** TÂCHE COURTE 1 **
Renvoyez à l'identique, dans le texte sur la résidence de Sylvie Ungauer, tout ce qui va de « Sylvie Ungauer et » jusqu'à « d'histoires et d'usage. ».

Sylvie Ungauer
BEYOND THE MASK: MASQUERADE
RÉSIDENCES D’ARTISTE
En février 2015, Sylvie Ungauer passe trois semaines au Sainsbury Centre for Visual Arts à Norwich, en Angleterre, pour une résidence de recherche et de production. À cette occasion, elle écrit, met en scène et chorégraphie un événement intitulé Beyond The Mask: Masquerade qui a pris la forme d’une visite guidée dans tout le bâtiment de Norman Foster.
Sylvie Ungauer et Antoine Huet reviennent sur cette expérience inédite à travers une conversation en trois actes ; il y est question de forme, d'histoires et d'usage.
Cet événement qui a eu lieu le 20 février 2015, a été pensé, conçu et réalisé à partir d’éléments empruntés au contexte historique, muséographique, social et architectural du SCVA et de l’Université d’East Anglia. La dimension relationnelle de votre démarche artistique, où la rencontre est envisagée comme un principe actif, vous immerge régulièrement dans des contextes variés, je pense ici à des œuvres comme Le Cameroun c'est le Cameroun (2014), Bunker/burqa (2012), La ville disparue, un voyage (2009), ou At Home (2000) ; contextes sur lesquels vous vous appuyez pour produire des formes à partir de médiums aussi différents que la vidéo, la sculpture, l’installation ou encore la performance. Dans cette perspective, comment est née l’idée d’investir le format de la visite guidée comme une intervention artistique au sein du Sainsbury Centre for Visual Arts ?

** Entrées d'annotation de points sur image **
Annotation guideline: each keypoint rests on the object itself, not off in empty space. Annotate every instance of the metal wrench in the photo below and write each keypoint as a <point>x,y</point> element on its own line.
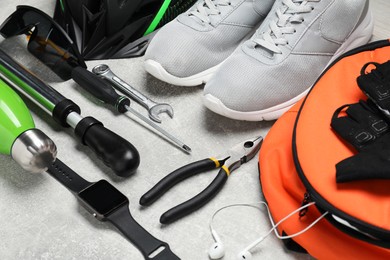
<point>154,108</point>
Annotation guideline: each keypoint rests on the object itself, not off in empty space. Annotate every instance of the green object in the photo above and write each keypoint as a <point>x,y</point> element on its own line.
<point>25,87</point>
<point>15,118</point>
<point>158,17</point>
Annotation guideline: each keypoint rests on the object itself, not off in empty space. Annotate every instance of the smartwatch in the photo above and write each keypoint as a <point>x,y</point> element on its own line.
<point>106,203</point>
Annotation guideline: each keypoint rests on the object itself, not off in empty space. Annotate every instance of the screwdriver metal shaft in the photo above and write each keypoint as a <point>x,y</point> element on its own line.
<point>106,93</point>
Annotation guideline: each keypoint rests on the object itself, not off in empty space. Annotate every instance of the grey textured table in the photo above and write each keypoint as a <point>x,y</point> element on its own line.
<point>40,219</point>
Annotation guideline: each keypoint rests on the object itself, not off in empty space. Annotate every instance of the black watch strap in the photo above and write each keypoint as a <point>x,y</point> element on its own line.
<point>68,177</point>
<point>145,242</point>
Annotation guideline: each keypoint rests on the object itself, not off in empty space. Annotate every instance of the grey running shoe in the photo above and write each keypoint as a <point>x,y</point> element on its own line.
<point>270,72</point>
<point>188,50</point>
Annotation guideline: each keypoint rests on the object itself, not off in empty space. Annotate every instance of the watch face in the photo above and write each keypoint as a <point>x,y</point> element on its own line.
<point>102,198</point>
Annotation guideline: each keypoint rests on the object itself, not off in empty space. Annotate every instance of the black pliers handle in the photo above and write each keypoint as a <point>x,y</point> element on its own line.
<point>181,174</point>
<point>235,157</point>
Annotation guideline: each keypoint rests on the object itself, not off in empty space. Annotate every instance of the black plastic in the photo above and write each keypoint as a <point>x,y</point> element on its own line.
<point>99,88</point>
<point>175,177</point>
<point>102,198</point>
<point>116,152</point>
<point>114,29</point>
<point>196,202</point>
<point>48,41</point>
<point>136,234</point>
<point>71,180</point>
<point>63,109</point>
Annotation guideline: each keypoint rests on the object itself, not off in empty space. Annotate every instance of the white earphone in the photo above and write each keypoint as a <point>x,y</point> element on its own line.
<point>217,250</point>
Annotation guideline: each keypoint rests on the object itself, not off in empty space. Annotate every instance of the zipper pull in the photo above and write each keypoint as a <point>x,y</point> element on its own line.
<point>306,200</point>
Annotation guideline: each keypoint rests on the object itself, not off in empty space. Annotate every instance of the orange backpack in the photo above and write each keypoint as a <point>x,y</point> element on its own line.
<point>297,163</point>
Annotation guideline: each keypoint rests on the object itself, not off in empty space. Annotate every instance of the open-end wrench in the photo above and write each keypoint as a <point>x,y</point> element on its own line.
<point>154,108</point>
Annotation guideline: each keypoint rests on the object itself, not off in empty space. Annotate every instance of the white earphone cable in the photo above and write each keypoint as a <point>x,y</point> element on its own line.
<point>274,226</point>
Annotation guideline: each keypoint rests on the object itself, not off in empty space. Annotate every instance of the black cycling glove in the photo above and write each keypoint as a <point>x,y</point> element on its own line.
<point>376,85</point>
<point>365,128</point>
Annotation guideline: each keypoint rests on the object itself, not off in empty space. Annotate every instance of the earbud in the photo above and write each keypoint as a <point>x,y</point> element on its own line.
<point>244,255</point>
<point>217,250</point>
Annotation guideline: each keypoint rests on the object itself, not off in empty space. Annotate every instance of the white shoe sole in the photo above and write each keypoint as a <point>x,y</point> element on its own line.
<point>154,68</point>
<point>360,36</point>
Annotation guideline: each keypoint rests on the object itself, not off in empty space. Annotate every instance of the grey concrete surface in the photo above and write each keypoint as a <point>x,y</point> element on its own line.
<point>40,219</point>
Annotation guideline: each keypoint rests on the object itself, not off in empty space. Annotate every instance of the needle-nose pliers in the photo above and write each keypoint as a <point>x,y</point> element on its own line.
<point>234,158</point>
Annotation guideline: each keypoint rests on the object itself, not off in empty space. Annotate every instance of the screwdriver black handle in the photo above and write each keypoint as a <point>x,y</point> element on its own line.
<point>116,152</point>
<point>100,89</point>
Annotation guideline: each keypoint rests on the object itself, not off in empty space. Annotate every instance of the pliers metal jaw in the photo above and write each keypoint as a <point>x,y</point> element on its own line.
<point>233,159</point>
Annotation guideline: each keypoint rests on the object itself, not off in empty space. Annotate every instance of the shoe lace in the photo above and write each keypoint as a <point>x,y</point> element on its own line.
<point>208,7</point>
<point>290,13</point>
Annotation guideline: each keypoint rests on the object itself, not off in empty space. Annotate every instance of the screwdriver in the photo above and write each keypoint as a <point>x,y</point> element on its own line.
<point>106,93</point>
<point>115,152</point>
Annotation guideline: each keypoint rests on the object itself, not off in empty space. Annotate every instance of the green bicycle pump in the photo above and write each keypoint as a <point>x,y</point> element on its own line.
<point>28,146</point>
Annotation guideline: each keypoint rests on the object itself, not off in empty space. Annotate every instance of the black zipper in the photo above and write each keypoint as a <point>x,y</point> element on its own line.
<point>382,236</point>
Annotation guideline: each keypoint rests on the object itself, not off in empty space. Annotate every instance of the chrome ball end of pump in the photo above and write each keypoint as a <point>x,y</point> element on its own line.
<point>34,151</point>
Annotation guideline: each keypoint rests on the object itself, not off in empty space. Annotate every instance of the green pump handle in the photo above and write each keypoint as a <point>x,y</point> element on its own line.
<point>15,118</point>
<point>29,147</point>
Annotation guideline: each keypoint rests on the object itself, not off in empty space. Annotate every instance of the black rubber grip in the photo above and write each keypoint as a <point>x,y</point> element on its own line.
<point>175,177</point>
<point>63,109</point>
<point>196,202</point>
<point>116,152</point>
<point>99,88</point>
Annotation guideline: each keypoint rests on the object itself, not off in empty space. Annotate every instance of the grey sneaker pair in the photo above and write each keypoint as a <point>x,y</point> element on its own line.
<point>188,50</point>
<point>272,70</point>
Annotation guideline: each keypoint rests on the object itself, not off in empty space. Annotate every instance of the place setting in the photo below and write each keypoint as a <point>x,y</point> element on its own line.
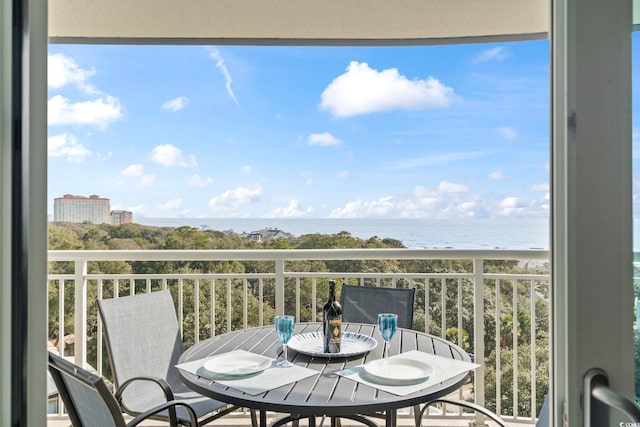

** TÂCHE COURTE 2 **
Recopiez sans modification tout ce qui va du début des enregistrements jusqu'à la ligne contenant « <point>106,203</point> », celle-ci comprise. N'incluez pas les images dans la réponse.

** RÉPONSE ATTENDUE 1 **
Sylvie Ungauer et Antoine Huet reviennent sur cette expérience inédite à travers une conversation en trois actes ; il y est question de forme, d'histoires et d'usage.

** RÉPONSE ATTENDUE 2 **
Annotation guideline: each keypoint rests on the object itself, not off in empty space. Annotate every instance of the metal wrench in the photo below and write each keypoint as a <point>x,y</point> element on its own line.
<point>154,108</point>
Annotation guideline: each keypoint rests on the object itself, not off in empty space. Annotate every instance of the green object in the photo above and write each keypoint as a <point>x,y</point> element on its own line.
<point>25,87</point>
<point>15,118</point>
<point>158,17</point>
Annotation guideline: each keypoint rests on the object itself, not off in empty space. Annotate every instance of the smartwatch in the photo above and write each keypoint as a <point>x,y</point> element on its own line.
<point>106,203</point>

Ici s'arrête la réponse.